_YOUR TASK_.
Below are entries. Copy exactly the lines running from the line that holds "Target: wooden bench" to the line that holds "Target: utility hut sticker", with both ends included.
START AVAILABLE RECORDS
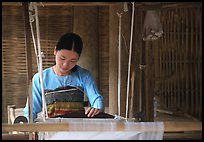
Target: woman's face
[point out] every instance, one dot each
(65, 60)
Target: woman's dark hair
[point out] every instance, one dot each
(70, 41)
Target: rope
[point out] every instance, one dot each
(39, 56)
(119, 60)
(129, 63)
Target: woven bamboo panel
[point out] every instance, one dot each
(179, 61)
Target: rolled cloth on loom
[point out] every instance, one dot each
(104, 129)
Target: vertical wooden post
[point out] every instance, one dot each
(28, 59)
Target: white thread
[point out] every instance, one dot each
(129, 63)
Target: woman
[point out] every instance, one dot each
(65, 83)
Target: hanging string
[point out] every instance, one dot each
(119, 60)
(39, 56)
(129, 62)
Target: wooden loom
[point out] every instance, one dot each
(98, 125)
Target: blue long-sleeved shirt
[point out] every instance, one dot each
(81, 78)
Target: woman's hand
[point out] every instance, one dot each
(90, 112)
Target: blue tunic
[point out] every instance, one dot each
(81, 78)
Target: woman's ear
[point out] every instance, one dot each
(55, 51)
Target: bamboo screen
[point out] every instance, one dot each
(54, 21)
(178, 61)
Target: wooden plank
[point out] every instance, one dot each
(120, 126)
(15, 136)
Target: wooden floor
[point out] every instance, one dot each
(181, 117)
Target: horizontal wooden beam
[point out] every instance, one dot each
(36, 127)
(66, 3)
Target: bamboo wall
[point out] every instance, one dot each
(173, 62)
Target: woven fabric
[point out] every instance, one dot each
(64, 100)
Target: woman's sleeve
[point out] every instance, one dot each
(37, 99)
(92, 92)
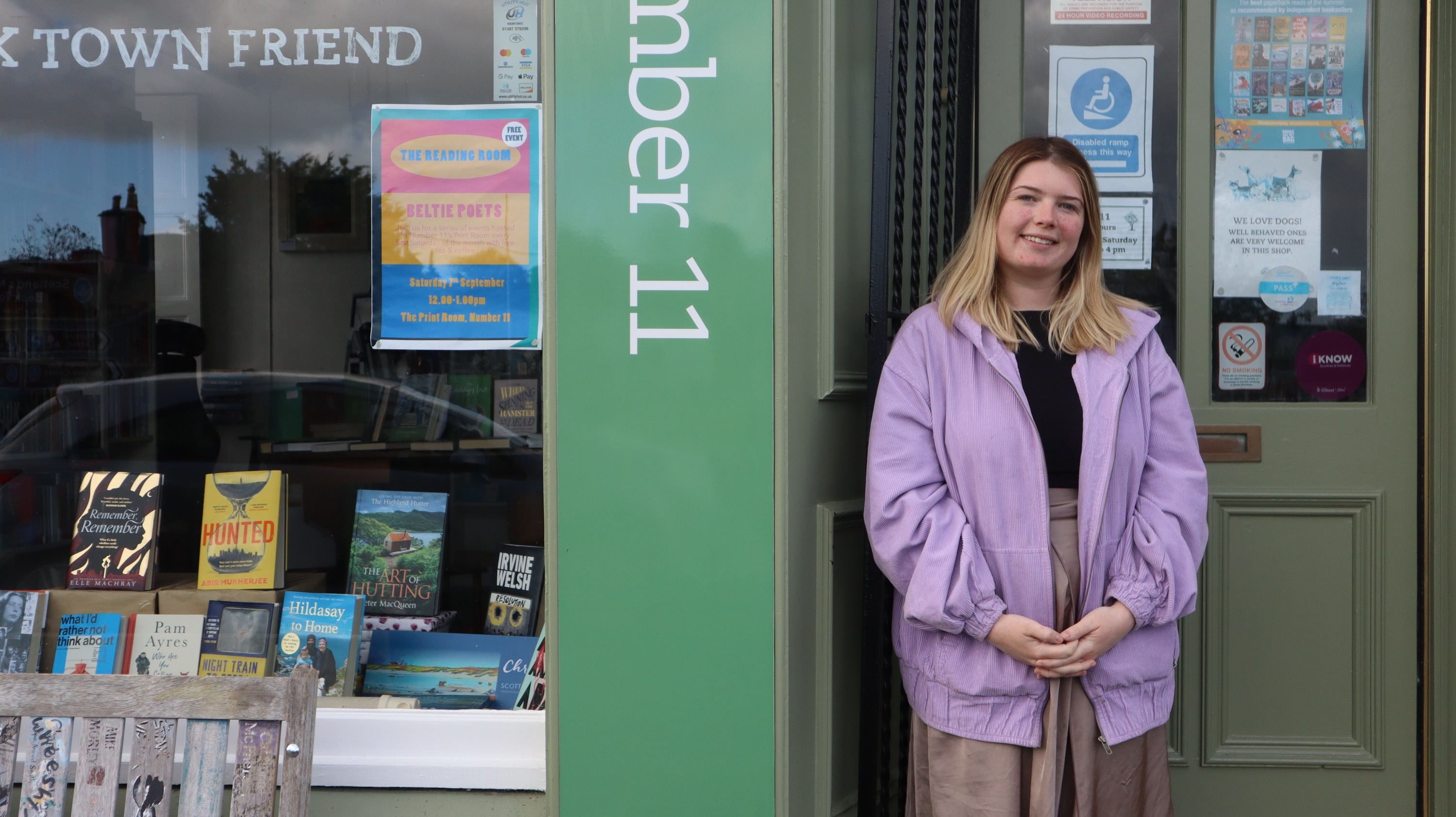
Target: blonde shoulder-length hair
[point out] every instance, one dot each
(1085, 315)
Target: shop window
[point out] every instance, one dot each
(187, 289)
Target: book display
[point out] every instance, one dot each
(321, 631)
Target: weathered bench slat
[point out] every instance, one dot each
(44, 790)
(257, 769)
(161, 697)
(149, 781)
(97, 775)
(9, 740)
(203, 769)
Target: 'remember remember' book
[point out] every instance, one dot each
(164, 646)
(116, 539)
(321, 631)
(238, 638)
(245, 531)
(395, 553)
(89, 644)
(22, 620)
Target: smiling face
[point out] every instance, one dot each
(1039, 228)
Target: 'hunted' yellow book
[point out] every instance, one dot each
(245, 523)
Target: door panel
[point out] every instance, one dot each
(1299, 669)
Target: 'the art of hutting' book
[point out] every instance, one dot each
(321, 631)
(89, 644)
(514, 593)
(245, 531)
(22, 620)
(445, 670)
(164, 646)
(116, 538)
(238, 638)
(395, 554)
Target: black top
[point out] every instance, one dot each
(1056, 408)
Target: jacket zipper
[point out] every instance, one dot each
(1046, 497)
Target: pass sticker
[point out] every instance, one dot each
(1241, 356)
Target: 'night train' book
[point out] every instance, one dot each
(116, 539)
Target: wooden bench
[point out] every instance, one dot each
(94, 713)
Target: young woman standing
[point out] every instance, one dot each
(1037, 499)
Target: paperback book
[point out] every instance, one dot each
(238, 638)
(164, 646)
(114, 544)
(395, 553)
(321, 631)
(89, 644)
(245, 531)
(445, 670)
(22, 620)
(514, 593)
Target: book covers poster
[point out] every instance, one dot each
(445, 670)
(395, 554)
(1266, 225)
(1100, 101)
(1289, 75)
(114, 544)
(456, 226)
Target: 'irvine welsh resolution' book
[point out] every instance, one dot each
(395, 553)
(164, 646)
(514, 593)
(22, 620)
(89, 644)
(321, 631)
(245, 531)
(116, 539)
(238, 638)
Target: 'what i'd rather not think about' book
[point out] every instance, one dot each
(445, 670)
(89, 644)
(244, 531)
(321, 631)
(164, 646)
(116, 541)
(395, 554)
(238, 638)
(22, 621)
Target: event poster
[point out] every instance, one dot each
(456, 226)
(1100, 102)
(1266, 225)
(1289, 75)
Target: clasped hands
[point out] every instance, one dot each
(1062, 654)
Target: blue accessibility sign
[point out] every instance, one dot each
(1101, 98)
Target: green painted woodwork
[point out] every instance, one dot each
(664, 618)
(1299, 668)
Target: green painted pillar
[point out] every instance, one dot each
(664, 414)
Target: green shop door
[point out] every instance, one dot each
(1299, 670)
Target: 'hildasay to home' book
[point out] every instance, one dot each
(22, 620)
(164, 646)
(445, 670)
(321, 631)
(395, 553)
(514, 595)
(89, 644)
(116, 537)
(238, 638)
(245, 531)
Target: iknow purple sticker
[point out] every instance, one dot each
(1330, 366)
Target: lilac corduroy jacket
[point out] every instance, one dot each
(957, 516)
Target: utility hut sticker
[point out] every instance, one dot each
(456, 226)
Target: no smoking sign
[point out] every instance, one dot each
(1241, 356)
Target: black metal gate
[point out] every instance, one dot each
(924, 184)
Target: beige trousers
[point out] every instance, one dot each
(1072, 774)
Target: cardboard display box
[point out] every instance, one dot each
(178, 593)
(72, 602)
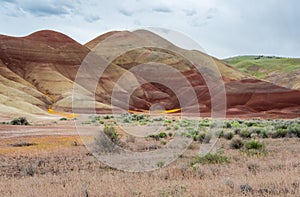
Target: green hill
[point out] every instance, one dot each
(278, 70)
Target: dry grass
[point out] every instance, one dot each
(72, 171)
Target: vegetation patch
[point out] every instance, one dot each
(210, 158)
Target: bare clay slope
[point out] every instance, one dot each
(38, 72)
(245, 94)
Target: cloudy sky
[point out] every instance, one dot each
(223, 28)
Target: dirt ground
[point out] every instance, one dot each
(57, 164)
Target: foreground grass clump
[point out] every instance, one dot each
(19, 121)
(210, 158)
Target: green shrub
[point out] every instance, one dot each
(254, 144)
(176, 127)
(168, 128)
(228, 135)
(162, 135)
(210, 158)
(62, 119)
(227, 125)
(111, 133)
(245, 133)
(279, 133)
(236, 143)
(250, 124)
(294, 129)
(207, 138)
(22, 144)
(264, 134)
(256, 130)
(19, 121)
(154, 136)
(220, 133)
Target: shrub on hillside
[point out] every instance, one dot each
(236, 143)
(111, 133)
(210, 158)
(19, 121)
(294, 129)
(254, 144)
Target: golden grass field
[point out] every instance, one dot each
(62, 166)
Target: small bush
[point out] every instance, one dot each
(160, 164)
(210, 158)
(294, 130)
(22, 144)
(207, 138)
(245, 133)
(19, 121)
(236, 143)
(176, 127)
(162, 135)
(111, 133)
(228, 135)
(280, 133)
(254, 144)
(227, 125)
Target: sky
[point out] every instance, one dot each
(223, 28)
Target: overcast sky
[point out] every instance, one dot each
(223, 28)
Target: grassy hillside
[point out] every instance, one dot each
(281, 71)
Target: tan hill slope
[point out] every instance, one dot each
(281, 71)
(38, 72)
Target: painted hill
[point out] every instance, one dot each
(281, 71)
(38, 73)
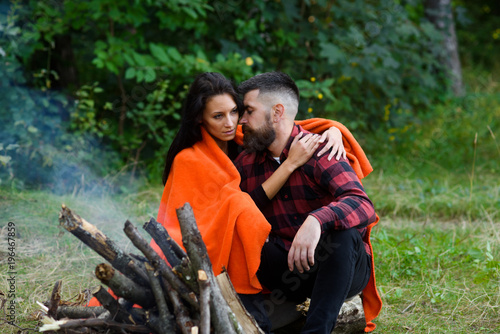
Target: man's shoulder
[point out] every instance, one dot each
(245, 158)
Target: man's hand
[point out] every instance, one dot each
(304, 244)
(334, 137)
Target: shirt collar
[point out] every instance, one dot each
(295, 131)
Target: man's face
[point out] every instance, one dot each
(256, 122)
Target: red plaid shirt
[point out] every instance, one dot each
(327, 190)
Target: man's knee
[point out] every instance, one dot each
(336, 242)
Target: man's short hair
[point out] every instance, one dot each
(273, 85)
END AVAILABLE RECORDS
_WORKED SOLUTION_.
Target: wooden bench
[point out] every instance, one dot each
(94, 713)
Target: young woman standing
[point out] every instance, one dot each
(1037, 499)
Target: paperback book
[point out] every instance, one dot each
(238, 638)
(164, 646)
(114, 544)
(395, 553)
(321, 631)
(89, 644)
(245, 531)
(445, 670)
(22, 620)
(514, 593)
Target: book covers poster
[point out] every instance, one dot each
(445, 670)
(395, 554)
(1266, 225)
(1100, 101)
(1289, 75)
(114, 544)
(456, 226)
Target: 'irvine welsh resolution' book
[point out] every instance, one dot each
(395, 553)
(164, 646)
(514, 593)
(22, 620)
(89, 644)
(321, 631)
(245, 531)
(116, 539)
(238, 638)
Target: 'what i'd rather not think about' book
[point out] every instance, one dot each
(445, 670)
(89, 644)
(244, 531)
(321, 631)
(164, 646)
(116, 541)
(395, 554)
(238, 638)
(22, 621)
Target: event poster
[point out] every instance, one dot each
(456, 226)
(1100, 102)
(1266, 225)
(1289, 75)
Target: clasped hands
[point out] every instance, one dot each
(1062, 654)
Target: blue accessibility sign
[point out] every instance, one dot each
(1101, 98)
Target: green painted woodwork
[point out] every instance, one dot each
(664, 618)
(1299, 668)
Target: green painted pillar
[point out] every instance, one dot each
(664, 414)
Target: green shop door
[point out] every instance, one dot each
(1299, 670)
Target: 'hildasay to home' book
[point out] every instance, one dot each
(22, 620)
(164, 646)
(445, 670)
(321, 631)
(395, 553)
(514, 595)
(89, 644)
(116, 537)
(238, 638)
(245, 531)
Target: iknow purple sticker
[point out] every instance, one dot each
(1330, 366)
Target: lilac corduroy jacket
[point out] every instance, one dot each
(957, 516)
Target: utility hut sticker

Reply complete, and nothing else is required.